Text shown:
______
Re: Dreaming On

From: David Nyman <david.nyman.domain.name.hidden>
Date: Tue, 01 Sep 2009 00:46:51 +0100

2009/8/31 Flammarion <peterdjones.domain.name.hidden>:

>> It's more an attempt to characterise our
>> metaphysical *situation*: i.e. the intuition that it is enduring,
>> immediate, self-referential and self-relative. Actually, reflecting
>> on exchanges with Bruno, I wonder if one might well say that this
>> position is globally solipsistic.
>
> That reads like a contradiction in terms to me

Etc, etc....

Peter, I must say that I sometimes find your style of commenting
unhelpful. Any attempt to set out one's ideas - however inadequate
the result may be - must rely on some sequencing of thought in which
an earlier statement may depend on a later. Consequently when you
interpolate the flow of the narrative with constant expostulations of
this sort I have to wonder how much time you permit to elapse before
concluding that what I say must be incoherent, deluded, or simply
wrong. Any of the foregoing might indeed be true, but since I don't
force you to make comments on what I write, we might both gain more
from the exercise if you made it more readily apparent that you reach
your conclusions a little less precipitately.

David

>
>
>
> On 30 Aug, 22:21, David Nyman <david.ny....domain.name.hidden> wrote:
>> 2009/8/28 Brent Meeker <meeke....domain.name.hidden>:
>>
>> > Ok, so you want to solve the "hard problem" right at the beginning by
>> > taking conscious thoughts as the basic elements of your ontology.
>>
>> No I don't - that's why I said I'd rather not use the word
>> consciousness.  What I have in mind at this point in the argument is a
>> primitive, not an elaborated, notion - like PM vis-a-vis materialism,
>> or AR vis-a-vis comp.
>
> Then it is going to meet similar objections: we do not introspect a
> featureless Primary Consciousness, we introspect a kaleidoscope of
> thoughts sensations and moods.
>
>> It's more an attempt to characterise our
>> metaphysical *situation*: i.e. the intuition that it is enduring,
>> immediate, self-referential and self-relative.   Actually, reflecting
>> on exchanges with Bruno, I wonder if one might well say that this
>> position is globally solipsistic.
>
> That reads like a contradiction in terms to me
>
>>Just as we intuit the first person
>> as a stubbornly solipsistic,
>
> does that include the 99.99% of people who intuit that
> solipsism is crazy?
>
>>self-referential, self-reflecting
>> attractor in an otherwise unconscious flux, we can intuit the
>> integration of all such perspectives as a truly global solipsism.
>>
> ?????
>
>> The attribution of 'conscious' and 'unconscious' can then be seen
>> relative to perspective.
>
> But if everything is conscious, then a lot of the attributions
> are false
>
>> The solipsism is justified in each
>> perspectives' assessment of itself as uniquely conscious, simply
>> because this is true relative to its own self-reflection; what lies
>> behind the mirror's surface is no longer self but 'other' (or IOW
>> one's generalised 'unconscious').
>
> Crikey!
>
> Look,  if there is more than one consciousness then solipsism
> is false, and it is therefore unjustified.
______
Stored entries:

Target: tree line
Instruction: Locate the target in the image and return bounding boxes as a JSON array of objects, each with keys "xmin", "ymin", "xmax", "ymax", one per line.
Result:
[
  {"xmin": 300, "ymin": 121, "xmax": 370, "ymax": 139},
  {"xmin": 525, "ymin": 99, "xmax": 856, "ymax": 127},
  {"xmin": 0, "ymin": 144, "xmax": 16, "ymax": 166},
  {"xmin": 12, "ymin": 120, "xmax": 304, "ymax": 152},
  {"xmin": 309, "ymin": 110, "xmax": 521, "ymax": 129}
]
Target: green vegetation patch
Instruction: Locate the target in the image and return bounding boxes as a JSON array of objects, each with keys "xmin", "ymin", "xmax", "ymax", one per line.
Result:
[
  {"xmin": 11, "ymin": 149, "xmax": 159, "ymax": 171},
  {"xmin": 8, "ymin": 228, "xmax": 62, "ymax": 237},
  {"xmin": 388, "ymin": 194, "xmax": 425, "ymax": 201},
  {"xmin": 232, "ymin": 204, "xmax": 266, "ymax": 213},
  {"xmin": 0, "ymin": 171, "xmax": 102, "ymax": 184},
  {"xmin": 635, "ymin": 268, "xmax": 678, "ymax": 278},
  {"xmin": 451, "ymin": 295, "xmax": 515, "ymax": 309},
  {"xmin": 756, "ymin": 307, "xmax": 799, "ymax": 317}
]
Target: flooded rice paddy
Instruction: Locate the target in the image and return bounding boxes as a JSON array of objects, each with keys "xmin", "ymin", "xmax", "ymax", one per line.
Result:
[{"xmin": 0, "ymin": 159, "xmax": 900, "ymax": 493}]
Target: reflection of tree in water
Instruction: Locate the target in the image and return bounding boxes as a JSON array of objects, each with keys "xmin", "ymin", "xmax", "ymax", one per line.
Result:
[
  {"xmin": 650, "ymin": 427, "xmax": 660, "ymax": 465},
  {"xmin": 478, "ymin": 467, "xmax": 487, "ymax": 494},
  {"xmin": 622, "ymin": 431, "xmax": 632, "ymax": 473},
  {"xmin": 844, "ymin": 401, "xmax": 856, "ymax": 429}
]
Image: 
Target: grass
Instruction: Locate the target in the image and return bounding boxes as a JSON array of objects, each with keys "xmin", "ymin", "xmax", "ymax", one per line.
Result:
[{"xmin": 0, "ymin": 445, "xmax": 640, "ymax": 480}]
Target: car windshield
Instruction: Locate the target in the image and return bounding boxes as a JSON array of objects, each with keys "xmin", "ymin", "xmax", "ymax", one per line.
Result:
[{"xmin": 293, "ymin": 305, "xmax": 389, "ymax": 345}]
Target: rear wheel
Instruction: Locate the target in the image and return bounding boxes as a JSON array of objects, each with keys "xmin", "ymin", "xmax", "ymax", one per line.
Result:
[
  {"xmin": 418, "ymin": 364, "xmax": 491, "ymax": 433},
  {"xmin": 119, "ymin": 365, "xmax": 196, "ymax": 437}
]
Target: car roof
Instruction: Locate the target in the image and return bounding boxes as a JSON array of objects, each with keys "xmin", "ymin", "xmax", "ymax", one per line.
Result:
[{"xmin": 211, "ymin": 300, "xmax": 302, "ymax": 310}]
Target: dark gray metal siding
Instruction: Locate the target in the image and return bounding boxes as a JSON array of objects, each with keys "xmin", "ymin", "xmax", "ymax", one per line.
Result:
______
Problem:
In the email, which word does David Nyman say he would rather not use? The listing comes from a separate source and is unrelated to the email.

Answer for this exercise:
Consciousness.